** start of Dataset content **

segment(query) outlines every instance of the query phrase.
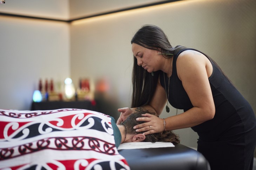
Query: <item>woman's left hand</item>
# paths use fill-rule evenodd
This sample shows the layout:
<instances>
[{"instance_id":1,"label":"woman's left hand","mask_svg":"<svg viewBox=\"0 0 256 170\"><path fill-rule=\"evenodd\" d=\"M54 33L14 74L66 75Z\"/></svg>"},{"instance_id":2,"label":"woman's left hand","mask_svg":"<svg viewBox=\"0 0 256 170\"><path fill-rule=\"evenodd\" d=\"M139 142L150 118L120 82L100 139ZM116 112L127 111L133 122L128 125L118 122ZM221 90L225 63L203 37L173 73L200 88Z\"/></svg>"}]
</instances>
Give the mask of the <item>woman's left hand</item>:
<instances>
[{"instance_id":1,"label":"woman's left hand","mask_svg":"<svg viewBox=\"0 0 256 170\"><path fill-rule=\"evenodd\" d=\"M144 117L137 118L137 121L143 121L146 122L137 125L133 127L136 130L136 132L145 132L143 134L145 135L163 132L164 127L163 119L155 115L146 113L141 115Z\"/></svg>"}]
</instances>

** end of Dataset content **

__What the exercise asks__:
Copy the lines above verbatim, omitting the pictures.

__Answer to the exercise__:
segment(query) outlines every instance of the query phrase.
Query: <item>woman's left hand</item>
# paths use fill-rule evenodd
This sample shows the layout:
<instances>
[{"instance_id":1,"label":"woman's left hand","mask_svg":"<svg viewBox=\"0 0 256 170\"><path fill-rule=\"evenodd\" d=\"M54 33L14 74L66 75Z\"/></svg>"},{"instance_id":2,"label":"woman's left hand","mask_svg":"<svg viewBox=\"0 0 256 170\"><path fill-rule=\"evenodd\" d=\"M139 142L150 118L120 82L100 139ZM116 112L127 111L133 122L128 125L118 122ZM221 90L225 63L203 37L173 73L200 88Z\"/></svg>"}]
</instances>
Give the mask of the <item>woman's left hand</item>:
<instances>
[{"instance_id":1,"label":"woman's left hand","mask_svg":"<svg viewBox=\"0 0 256 170\"><path fill-rule=\"evenodd\" d=\"M144 117L137 118L137 121L143 121L146 122L137 125L133 127L136 130L136 132L145 132L143 134L145 135L163 132L164 127L163 119L155 115L146 113L141 115Z\"/></svg>"}]
</instances>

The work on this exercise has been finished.